■ **What you need to do**
Reproduce every record exactly.

■ **Dataset content**

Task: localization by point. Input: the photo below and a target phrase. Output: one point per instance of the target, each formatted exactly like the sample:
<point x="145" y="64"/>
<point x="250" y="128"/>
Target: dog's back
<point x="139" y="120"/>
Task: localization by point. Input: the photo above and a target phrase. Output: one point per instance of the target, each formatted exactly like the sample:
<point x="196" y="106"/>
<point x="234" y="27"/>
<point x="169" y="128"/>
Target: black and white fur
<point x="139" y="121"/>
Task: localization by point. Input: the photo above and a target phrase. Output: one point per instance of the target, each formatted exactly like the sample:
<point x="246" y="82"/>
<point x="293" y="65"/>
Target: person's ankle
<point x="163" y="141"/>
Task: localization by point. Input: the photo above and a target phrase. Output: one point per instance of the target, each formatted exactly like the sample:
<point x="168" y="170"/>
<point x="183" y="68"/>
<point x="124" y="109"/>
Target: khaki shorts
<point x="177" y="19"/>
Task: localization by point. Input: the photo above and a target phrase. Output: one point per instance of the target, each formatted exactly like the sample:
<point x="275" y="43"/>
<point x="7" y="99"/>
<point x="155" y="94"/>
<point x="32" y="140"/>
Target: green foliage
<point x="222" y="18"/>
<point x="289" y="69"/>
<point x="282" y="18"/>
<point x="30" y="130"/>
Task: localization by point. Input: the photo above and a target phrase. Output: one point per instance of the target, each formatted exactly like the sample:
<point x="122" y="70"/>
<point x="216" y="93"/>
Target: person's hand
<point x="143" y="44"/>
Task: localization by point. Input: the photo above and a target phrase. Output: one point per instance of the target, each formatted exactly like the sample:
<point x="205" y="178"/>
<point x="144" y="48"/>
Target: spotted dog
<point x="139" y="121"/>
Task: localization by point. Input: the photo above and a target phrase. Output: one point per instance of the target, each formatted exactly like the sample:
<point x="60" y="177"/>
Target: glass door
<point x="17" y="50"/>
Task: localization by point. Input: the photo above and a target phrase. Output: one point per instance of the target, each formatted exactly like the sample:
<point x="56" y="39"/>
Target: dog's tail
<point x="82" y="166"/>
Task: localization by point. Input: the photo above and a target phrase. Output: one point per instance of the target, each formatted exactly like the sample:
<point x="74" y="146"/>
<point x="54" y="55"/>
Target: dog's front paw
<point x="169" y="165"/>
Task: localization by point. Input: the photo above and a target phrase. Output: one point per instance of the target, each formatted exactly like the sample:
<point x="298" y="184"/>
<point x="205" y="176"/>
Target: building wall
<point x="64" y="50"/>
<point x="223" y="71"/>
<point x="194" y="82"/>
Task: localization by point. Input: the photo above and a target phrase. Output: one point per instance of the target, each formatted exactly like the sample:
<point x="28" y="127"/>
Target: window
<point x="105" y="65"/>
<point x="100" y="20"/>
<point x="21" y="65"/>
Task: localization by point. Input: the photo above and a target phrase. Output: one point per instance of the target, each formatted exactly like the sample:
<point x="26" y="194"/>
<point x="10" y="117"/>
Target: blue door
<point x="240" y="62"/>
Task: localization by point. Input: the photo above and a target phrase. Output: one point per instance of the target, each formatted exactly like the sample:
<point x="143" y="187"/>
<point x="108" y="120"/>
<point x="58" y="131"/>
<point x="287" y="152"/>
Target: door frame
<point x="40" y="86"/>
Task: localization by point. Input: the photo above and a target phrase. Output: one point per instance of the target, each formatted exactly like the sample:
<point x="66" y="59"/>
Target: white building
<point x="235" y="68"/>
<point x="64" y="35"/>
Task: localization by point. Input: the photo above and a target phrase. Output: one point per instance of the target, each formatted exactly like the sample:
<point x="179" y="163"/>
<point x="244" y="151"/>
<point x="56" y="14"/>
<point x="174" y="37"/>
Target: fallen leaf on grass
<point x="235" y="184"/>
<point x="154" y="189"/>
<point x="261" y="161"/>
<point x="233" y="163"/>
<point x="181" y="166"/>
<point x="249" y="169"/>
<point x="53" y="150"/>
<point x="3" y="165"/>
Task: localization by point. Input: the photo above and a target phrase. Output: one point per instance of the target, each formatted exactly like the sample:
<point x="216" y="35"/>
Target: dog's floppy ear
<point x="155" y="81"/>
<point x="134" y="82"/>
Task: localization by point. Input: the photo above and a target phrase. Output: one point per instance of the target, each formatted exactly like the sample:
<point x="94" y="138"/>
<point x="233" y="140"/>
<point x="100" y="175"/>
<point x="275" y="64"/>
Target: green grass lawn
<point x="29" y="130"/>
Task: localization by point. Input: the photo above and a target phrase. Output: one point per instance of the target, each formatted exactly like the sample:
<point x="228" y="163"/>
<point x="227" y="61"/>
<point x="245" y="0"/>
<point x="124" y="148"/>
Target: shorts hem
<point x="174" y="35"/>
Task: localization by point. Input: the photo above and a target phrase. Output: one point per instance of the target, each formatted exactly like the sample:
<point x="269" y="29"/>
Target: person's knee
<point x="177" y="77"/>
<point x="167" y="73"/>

■ **Answer to this problem**
Task: localization by point. Input: the photo below and a target phrase. Output: one point per instance of the target, each formatted exactly like the sample:
<point x="145" y="64"/>
<point x="250" y="128"/>
Target: dog's back
<point x="139" y="120"/>
Task: localization by point. Input: the photo above and a target phrase. Output: one point per instance of the target, each formatted exactly like the sample:
<point x="196" y="106"/>
<point x="234" y="27"/>
<point x="169" y="128"/>
Target: black and white fur
<point x="139" y="121"/>
Task: localization by point. Input: the photo above and a target phrase. Output: one point per instance of the target, each formatted exactly like the sample:
<point x="246" y="82"/>
<point x="293" y="65"/>
Target: person's ankle
<point x="163" y="141"/>
Task: localization by point. Input: the photo above and a target phrase. Output: one point per instance of the target, each formatted exactly like the sample:
<point x="168" y="170"/>
<point x="183" y="68"/>
<point x="124" y="109"/>
Target: khaki shorts
<point x="177" y="19"/>
Task: localization by point. Input: the photo above and a target phrase. Output: one point per instance of the target, each formatted exactly like the sample:
<point x="275" y="43"/>
<point x="7" y="99"/>
<point x="155" y="94"/>
<point x="32" y="140"/>
Target: green foliage
<point x="222" y="18"/>
<point x="289" y="69"/>
<point x="282" y="18"/>
<point x="30" y="130"/>
Task: localization by point. Input: the photo above and a target phrase. Output: one point per instance of the target, each formatted exactly like the sample:
<point x="122" y="70"/>
<point x="216" y="93"/>
Target: person's hand
<point x="143" y="44"/>
Task: localization by point. Input: the photo above and a target phrase. Output: one point per instance of the target, each formatted exactly like the sample:
<point x="205" y="178"/>
<point x="144" y="48"/>
Target: spotted dog
<point x="139" y="121"/>
Task: localization by point. Input: the photo above and a target phrase. Output: one point per instance of the target, each formatted exactly like the sample:
<point x="60" y="177"/>
Target: glass door
<point x="17" y="50"/>
Task: localization by point. Input: the photo above and a target phrase. Output: one point per instance of the target, each formatted exactly like the sample:
<point x="56" y="39"/>
Target: dog's tail
<point x="82" y="166"/>
Task: localization by point. Input: the photo above and a target phrase. Output: one point per instance of the target, each formatted exactly like the sample:
<point x="74" y="146"/>
<point x="54" y="55"/>
Target: dog's front paw
<point x="169" y="165"/>
Task: localization by point. Input: the photo above and a target phrase. Output: one point per instance of the target, each formatted exactly like the sample:
<point x="298" y="184"/>
<point x="205" y="176"/>
Target: building wall
<point x="64" y="50"/>
<point x="223" y="71"/>
<point x="194" y="82"/>
Task: localization by point. Input: the photo above and a target phrase. Output: one point per instance of the target, each formatted exactly like the sample:
<point x="28" y="127"/>
Target: window
<point x="105" y="65"/>
<point x="100" y="20"/>
<point x="21" y="65"/>
Task: localization by point. Input: the photo above and a target phrase. Output: one point per instance of the target, each formatted exactly like the sample:
<point x="26" y="194"/>
<point x="10" y="117"/>
Target: blue door
<point x="240" y="62"/>
Task: localization by point. Input: the photo above and a target phrase. Output: one point per instance of the target, each formatted exactly like the sample:
<point x="143" y="187"/>
<point x="108" y="120"/>
<point x="58" y="131"/>
<point x="287" y="152"/>
Target: door frame
<point x="40" y="86"/>
Task: localization by point. Input: the photo above and a target phrase. Output: one point per instance of the target, each formatted exactly like the sample:
<point x="66" y="59"/>
Target: white building
<point x="235" y="68"/>
<point x="64" y="35"/>
Task: localization by point. Input: the photo above and a target phrase. Output: one point per instance of the target, each formatted exactly like the sample:
<point x="179" y="163"/>
<point x="244" y="151"/>
<point x="56" y="14"/>
<point x="174" y="37"/>
Target: fallen leaf on grass
<point x="235" y="184"/>
<point x="154" y="189"/>
<point x="261" y="161"/>
<point x="233" y="163"/>
<point x="181" y="166"/>
<point x="249" y="169"/>
<point x="53" y="150"/>
<point x="3" y="165"/>
Task: localization by point. Input: the photo above and a target phrase. Output: one point per instance of the target, each formatted exactly like the sample:
<point x="216" y="35"/>
Target: dog's floppy ear
<point x="155" y="81"/>
<point x="134" y="82"/>
Task: localization by point. Input: the photo above and a target phrase. Output: one point per instance of the target, each formatted exactly like the sample:
<point x="94" y="138"/>
<point x="233" y="140"/>
<point x="100" y="175"/>
<point x="275" y="64"/>
Target: green grass lawn
<point x="29" y="130"/>
Task: localization by point. Input: the photo above and a target phrase. Output: one point per instance of the target, each formatted exactly like the sample:
<point x="228" y="163"/>
<point x="227" y="61"/>
<point x="245" y="0"/>
<point x="124" y="148"/>
Target: shorts hem
<point x="174" y="35"/>
Task: localization by point. Input: the photo above and a target phrase. Output: one point per instance of the target, each formatted exactly like the sample:
<point x="269" y="29"/>
Target: person's knee
<point x="177" y="77"/>
<point x="167" y="73"/>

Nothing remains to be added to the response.